● TO DO
Beginning at the line containing "instruction: provide the", output every line to the end of the data below exactly as it appears.

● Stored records
▼

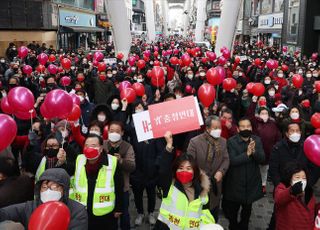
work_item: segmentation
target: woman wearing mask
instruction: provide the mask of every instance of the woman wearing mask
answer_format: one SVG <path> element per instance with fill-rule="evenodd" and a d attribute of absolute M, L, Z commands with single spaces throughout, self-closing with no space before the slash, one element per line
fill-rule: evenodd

▲

● EXPECTED OUTPUT
instruction: provide the mask of every instance of the woman wearing mask
answer_format: one SVG <path> element per instance with fill-rule="evenodd" and a d attribute of absolute M, L, Z commands with single spaces throughout, self-closing with no space before the slash, one element per line
fill-rule: evenodd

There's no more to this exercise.